[Dataset entries]
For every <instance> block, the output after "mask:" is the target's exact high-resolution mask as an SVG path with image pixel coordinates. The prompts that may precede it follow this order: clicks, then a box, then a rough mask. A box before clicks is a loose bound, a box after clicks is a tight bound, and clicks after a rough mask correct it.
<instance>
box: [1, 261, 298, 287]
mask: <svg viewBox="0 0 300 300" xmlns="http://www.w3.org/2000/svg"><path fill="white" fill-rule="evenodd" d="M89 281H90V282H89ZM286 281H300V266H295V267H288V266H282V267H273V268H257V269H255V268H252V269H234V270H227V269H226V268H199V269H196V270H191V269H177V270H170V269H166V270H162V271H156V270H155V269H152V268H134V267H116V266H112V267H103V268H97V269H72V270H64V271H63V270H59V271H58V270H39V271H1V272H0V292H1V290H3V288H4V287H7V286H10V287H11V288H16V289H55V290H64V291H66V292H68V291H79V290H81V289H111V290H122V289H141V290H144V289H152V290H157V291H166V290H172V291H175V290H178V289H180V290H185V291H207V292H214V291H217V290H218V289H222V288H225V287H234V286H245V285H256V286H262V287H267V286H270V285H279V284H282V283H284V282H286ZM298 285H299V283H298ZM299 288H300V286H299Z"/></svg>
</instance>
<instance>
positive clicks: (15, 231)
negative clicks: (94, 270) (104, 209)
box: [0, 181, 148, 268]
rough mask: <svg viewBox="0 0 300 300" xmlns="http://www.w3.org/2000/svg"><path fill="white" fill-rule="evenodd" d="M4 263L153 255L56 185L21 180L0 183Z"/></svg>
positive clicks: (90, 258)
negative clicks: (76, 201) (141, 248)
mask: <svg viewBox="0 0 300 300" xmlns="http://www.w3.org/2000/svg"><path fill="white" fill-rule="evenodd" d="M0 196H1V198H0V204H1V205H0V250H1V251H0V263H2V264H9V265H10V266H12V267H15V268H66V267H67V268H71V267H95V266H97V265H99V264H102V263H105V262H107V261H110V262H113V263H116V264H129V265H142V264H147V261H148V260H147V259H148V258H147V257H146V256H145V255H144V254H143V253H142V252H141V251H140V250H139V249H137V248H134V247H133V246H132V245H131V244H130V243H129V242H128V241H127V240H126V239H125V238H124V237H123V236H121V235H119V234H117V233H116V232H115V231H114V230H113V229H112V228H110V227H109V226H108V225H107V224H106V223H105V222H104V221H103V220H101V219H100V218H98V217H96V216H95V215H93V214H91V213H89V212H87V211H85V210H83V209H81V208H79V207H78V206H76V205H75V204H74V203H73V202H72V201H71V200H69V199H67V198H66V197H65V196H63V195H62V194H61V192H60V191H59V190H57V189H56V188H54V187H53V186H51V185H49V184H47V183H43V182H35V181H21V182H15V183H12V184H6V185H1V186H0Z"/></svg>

---

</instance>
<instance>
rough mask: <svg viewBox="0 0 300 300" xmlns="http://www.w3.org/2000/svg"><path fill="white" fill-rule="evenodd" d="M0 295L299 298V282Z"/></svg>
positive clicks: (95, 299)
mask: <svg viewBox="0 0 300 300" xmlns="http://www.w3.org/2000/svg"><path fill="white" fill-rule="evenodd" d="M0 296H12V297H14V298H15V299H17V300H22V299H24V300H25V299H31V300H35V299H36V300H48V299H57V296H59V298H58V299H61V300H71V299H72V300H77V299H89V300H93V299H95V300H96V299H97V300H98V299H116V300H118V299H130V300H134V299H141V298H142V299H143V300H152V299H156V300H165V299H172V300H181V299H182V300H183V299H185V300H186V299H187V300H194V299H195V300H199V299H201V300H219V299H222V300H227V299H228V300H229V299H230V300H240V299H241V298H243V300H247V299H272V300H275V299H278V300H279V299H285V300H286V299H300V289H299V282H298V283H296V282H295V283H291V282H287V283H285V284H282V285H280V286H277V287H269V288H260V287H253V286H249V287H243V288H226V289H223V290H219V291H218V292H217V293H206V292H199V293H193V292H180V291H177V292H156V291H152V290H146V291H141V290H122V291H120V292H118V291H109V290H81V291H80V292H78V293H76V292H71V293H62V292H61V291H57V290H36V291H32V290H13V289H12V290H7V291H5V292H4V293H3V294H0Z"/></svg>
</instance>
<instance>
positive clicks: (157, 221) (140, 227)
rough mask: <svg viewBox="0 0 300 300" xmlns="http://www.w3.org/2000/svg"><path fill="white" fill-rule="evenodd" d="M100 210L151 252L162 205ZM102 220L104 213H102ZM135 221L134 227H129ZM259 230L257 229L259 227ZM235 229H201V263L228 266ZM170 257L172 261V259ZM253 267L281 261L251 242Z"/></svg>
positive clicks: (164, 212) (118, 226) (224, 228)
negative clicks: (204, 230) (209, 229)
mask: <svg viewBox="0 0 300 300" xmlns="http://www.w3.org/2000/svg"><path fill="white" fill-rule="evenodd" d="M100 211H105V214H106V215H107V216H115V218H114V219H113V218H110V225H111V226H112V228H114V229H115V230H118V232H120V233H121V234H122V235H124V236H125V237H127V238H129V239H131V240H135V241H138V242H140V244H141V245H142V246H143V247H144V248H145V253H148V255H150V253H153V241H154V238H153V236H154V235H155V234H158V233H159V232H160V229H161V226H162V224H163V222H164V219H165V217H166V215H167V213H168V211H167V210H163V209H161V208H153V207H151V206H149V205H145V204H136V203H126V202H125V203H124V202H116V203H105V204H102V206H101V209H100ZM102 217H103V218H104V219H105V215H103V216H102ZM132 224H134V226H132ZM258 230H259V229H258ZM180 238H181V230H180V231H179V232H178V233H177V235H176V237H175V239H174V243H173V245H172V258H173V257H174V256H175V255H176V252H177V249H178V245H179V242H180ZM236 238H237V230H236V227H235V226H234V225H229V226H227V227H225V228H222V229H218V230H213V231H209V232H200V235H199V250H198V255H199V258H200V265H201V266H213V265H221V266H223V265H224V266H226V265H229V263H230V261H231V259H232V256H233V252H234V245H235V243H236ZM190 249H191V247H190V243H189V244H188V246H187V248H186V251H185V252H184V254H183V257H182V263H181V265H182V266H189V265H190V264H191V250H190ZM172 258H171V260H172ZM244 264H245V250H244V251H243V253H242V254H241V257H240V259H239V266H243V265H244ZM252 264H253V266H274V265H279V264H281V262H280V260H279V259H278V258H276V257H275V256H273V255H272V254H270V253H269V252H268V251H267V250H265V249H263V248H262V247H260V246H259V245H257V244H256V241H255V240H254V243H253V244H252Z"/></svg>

==

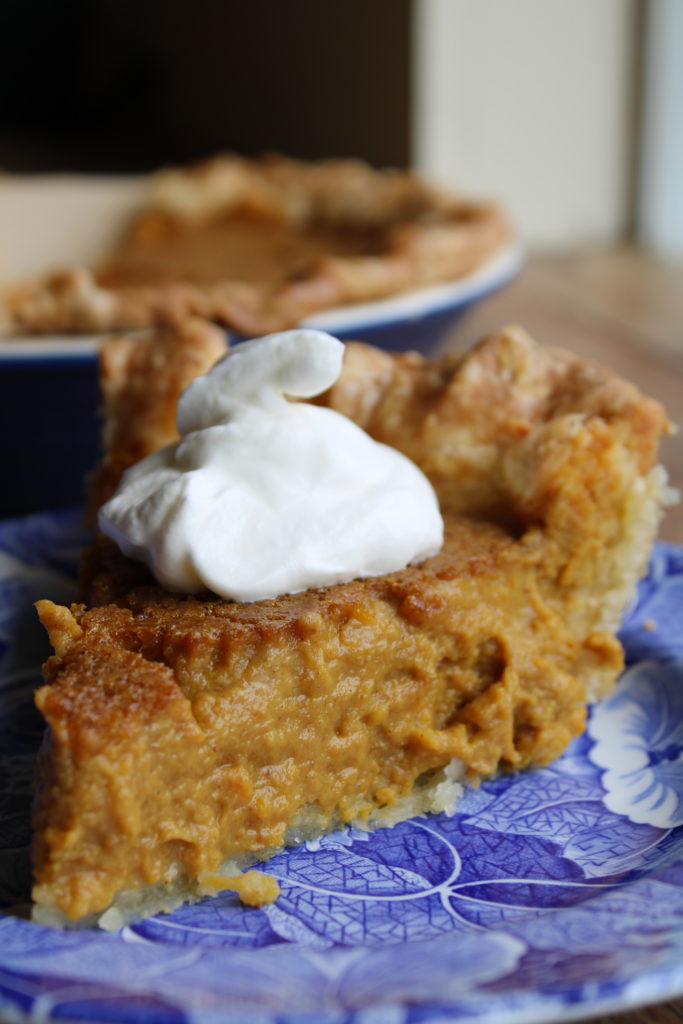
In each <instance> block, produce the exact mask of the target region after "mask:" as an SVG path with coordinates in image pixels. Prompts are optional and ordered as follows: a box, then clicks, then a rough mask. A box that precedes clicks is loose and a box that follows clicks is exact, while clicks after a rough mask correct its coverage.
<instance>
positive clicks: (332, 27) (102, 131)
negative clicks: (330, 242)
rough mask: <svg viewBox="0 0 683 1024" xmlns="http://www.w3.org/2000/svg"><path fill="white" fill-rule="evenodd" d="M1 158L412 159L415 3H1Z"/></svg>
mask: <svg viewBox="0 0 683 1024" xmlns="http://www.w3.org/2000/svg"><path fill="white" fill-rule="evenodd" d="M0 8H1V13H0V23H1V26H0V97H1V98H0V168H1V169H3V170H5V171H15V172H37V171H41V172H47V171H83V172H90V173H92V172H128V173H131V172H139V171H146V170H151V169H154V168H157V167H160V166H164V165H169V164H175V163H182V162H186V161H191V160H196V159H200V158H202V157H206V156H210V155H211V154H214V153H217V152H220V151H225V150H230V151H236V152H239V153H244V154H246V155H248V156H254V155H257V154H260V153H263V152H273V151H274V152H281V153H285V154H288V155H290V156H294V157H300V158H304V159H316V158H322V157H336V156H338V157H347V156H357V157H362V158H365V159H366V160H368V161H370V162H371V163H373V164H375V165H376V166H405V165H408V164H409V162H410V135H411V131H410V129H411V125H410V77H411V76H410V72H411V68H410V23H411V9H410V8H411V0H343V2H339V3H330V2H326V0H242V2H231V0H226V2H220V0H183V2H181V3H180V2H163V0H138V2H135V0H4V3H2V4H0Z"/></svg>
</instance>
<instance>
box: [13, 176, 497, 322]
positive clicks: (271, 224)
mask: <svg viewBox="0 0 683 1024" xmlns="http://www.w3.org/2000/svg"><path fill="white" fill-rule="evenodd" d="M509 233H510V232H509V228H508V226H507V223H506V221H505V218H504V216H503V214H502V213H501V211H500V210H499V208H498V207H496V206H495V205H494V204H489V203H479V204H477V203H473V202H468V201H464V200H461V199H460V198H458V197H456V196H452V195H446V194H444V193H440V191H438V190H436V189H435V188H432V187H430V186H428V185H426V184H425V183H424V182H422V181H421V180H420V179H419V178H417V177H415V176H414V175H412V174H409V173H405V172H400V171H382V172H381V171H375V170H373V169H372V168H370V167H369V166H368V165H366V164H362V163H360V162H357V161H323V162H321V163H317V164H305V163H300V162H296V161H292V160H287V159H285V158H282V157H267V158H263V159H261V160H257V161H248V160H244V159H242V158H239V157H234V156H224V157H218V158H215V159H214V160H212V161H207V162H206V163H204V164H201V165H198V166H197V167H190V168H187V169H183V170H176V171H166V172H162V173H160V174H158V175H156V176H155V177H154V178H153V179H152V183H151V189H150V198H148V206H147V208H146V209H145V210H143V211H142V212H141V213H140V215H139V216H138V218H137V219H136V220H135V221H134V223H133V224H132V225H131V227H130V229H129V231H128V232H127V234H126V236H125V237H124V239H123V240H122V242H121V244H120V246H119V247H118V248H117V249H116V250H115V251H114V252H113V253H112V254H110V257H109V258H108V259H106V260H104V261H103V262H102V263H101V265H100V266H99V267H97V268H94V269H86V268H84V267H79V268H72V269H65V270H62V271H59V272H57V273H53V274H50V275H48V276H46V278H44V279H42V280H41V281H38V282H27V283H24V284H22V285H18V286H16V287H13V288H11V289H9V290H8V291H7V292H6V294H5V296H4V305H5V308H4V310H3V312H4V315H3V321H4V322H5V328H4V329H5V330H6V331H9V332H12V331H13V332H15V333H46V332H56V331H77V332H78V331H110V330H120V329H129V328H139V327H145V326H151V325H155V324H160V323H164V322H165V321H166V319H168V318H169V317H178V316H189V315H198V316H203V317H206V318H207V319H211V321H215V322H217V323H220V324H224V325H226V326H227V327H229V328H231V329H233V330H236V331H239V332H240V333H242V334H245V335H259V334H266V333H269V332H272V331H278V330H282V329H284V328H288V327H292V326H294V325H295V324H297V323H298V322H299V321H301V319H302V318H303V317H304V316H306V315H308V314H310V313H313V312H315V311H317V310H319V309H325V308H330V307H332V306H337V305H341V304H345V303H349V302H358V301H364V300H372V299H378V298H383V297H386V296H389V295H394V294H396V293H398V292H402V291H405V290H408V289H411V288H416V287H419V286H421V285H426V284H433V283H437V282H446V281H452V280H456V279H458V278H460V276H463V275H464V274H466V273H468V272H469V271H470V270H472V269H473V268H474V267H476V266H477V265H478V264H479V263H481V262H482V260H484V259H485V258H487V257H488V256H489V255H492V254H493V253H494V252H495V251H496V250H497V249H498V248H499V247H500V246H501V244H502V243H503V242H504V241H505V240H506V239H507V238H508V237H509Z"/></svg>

TASK INSTRUCTIONS:
Starting at the line above that holds "For every <instance>" and ending at the line that holds "positive clicks: (15, 231)", transcribe each line exactly and include no other lines.

TASK SOLUTION:
For every <instance> block, the output after "mask:" is the target's exact high-resolution mask as an SVG path with image pixel coordinates. The prompts that may precede it follow this order: clicks, then a box, then a rough mask. A box before clicks is a loose bound, a box after clicks is a tight bound, and clicks after a rough mask correct it.
<instance>
box: [1, 261, 298, 287]
mask: <svg viewBox="0 0 300 300" xmlns="http://www.w3.org/2000/svg"><path fill="white" fill-rule="evenodd" d="M89 281H90V282H89ZM286 281H300V266H295V267H288V266H282V267H273V268H257V269H255V268H252V269H234V270H227V269H226V268H199V269H196V270H191V269H177V270H170V269H166V270H162V271H156V270H155V269H152V268H134V267H116V266H112V267H103V268H97V269H72V270H64V271H63V270H59V271H58V270H39V271H1V272H0V292H1V290H3V288H4V287H7V286H10V287H11V288H16V289H55V290H64V291H66V292H68V291H79V290H81V289H111V290H122V289H141V290H144V289H152V290H157V291H166V290H172V291H175V290H178V289H180V290H185V291H207V292H214V291H217V290H218V289H222V288H225V287H234V286H245V285H256V286H262V287H267V286H270V285H279V284H282V283H284V282H286ZM298 285H299V283H298ZM299 288H300V286H299Z"/></svg>
</instance>
<instance>
positive clicks: (15, 231)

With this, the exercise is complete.